_Aufgabe_. Schreib den Bericht über den Streik der Azubis in Stuttgart nach seinem letzten Satz weiter.

_Vorgegebener Text_.
★ ★ ★ ★ ★ ★ ★

Am Freitag, 17. Februar 2006, geht in Baden-Württemberg die zweite Streikwoche zu Ende.
Die Streiktaktik von ver.di Stuttgart besteht darin, dass einzelne Bereiche wie vor allem die Abfallwirtschaft (Müllabfuhr) ununterbrochen streiken und andere Bereiche wie Krankenhäuser oder Kindertagesstätten befristet streiken, dann wieder arbeiten und dann wieder streiken, um die Belastung für die Bevölkerung in Grenzen zu halten.
Die Gruppe, die diesen Freitag zusätzlich zum Streik aufgerufen war, waren die Auszubildenden aus allen Bereichen. Es ist natürlich positiv, wenn Auszubildende aus Krankenhäusern, Kitas und verschiedenen Ämtern gemeinsam auf die Straße gehen und eine gemeinsame Aktion gestalten und durchführen. Die Kehrseite davon ist, dass die einzelnen Azubis in ihrem Betrieb natürlich mehr unter Druck durch Ausbildungsleiter stehen, wenn die anderen Beschäftigten nicht zum Streik aufgerufen sind. Alleine zu streiken, ist eine höhere Hürde und deshalb war klar, dass die Beteiligung an der Aktion nicht riesig sein würde. Trotzdem nahmen insgesamt rund 300 Azubis am Streik teil.
Es gab einen lebendigen und lauten Demozug mit Pfeifen und Tröten und vielen Sprechchören durch die Stuttgarter Innenstadt vom Gewerkschaftshaus zum Rathaus. Dort fand eine Kundgebung statt. Mehrere Solidaritätserklärungen wurden verlesen (von JAVen aus dem Öffentlichen Dienst aus anderen Bundesländern oder von DaimlerChrysler aus Sindelfingen). Ein Kollege vom Uniklinikum Tübingen, wo bekanntlich letzten Herbst erfolgreich gestreikt wurde, überbrachte deren solidarischen Grüße persönlich. Peter Schmidt, aktiv in der JAV des Klinikum Stuttgart, hielt die Hauptrede, in der er u.a. die Anti-Streik-Hetze von Arbeitgebern und Medien auseinander nahm. Am Schluss wurden die Forderungen der Azubis mit Luftballons in alle Welt verbreitet.

★ ★ ★ ★ ★ ★ ★

_Entnommenes Material_.
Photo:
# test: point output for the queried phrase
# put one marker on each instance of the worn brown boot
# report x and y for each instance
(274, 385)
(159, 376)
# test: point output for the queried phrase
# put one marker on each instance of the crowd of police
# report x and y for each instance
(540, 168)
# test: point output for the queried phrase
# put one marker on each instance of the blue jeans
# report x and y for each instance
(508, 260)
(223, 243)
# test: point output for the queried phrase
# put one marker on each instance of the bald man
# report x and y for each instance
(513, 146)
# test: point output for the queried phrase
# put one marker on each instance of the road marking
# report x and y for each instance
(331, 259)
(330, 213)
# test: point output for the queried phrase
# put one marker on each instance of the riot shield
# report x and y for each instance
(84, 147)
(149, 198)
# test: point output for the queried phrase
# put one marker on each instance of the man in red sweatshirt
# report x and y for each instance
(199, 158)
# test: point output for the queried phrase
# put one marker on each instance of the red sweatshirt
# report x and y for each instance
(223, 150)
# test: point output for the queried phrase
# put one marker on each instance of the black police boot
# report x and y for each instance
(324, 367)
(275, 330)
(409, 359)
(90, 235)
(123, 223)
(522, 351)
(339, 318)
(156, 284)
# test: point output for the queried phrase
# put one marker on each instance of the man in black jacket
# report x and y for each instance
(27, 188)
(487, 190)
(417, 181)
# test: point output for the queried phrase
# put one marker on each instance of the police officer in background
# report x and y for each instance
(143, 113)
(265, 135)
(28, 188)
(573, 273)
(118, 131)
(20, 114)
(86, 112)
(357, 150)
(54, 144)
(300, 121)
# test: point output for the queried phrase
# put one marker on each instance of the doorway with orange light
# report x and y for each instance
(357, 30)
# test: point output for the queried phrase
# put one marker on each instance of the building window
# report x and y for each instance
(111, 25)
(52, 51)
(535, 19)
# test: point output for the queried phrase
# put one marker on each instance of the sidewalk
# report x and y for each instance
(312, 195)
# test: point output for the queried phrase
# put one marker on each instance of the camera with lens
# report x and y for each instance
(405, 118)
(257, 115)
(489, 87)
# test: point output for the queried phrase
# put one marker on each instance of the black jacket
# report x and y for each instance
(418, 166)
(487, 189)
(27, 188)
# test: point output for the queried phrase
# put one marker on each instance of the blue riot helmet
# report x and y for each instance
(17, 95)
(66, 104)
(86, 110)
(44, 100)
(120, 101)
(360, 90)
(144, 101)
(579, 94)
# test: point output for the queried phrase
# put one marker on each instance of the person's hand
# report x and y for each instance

★ ★ ★ ★ ★ ★ ★

_Antwort_.
Am auffälligsten war, wie wenig in den Sprechchören auf der Demo und in den Reden von der 38,5-Stunden-Woche die Rede war – und wie viel von der 35-Stunden-Woche. Völlig zu Recht stellt die Gewerkschaft im Kampf gegen die von den Arbeitgebern geforderte Rückkehr zur 40-Stunden-Woche die dadurch vernichteten Stellen in den Mittelpunkt (neben der größeren Arbeitshetze, schlechteren Qualität der erbrachten Dienstleistungen). Ebenso richtig ist die Schlussfolgerung, dass durch Arbeitszeitverkürzung Arbeitsplätze entstehen und dass das bei 5 Millionen registrierten Arbeitslosen dringend nötig ist. Ein Erfolg des Streiks ist jetzt schon, dass die Idee der Arbeitszeitverkürzung bei Beschäftigten so breit diskutiert und unterstützt wird wie seit Jahren nicht mehr.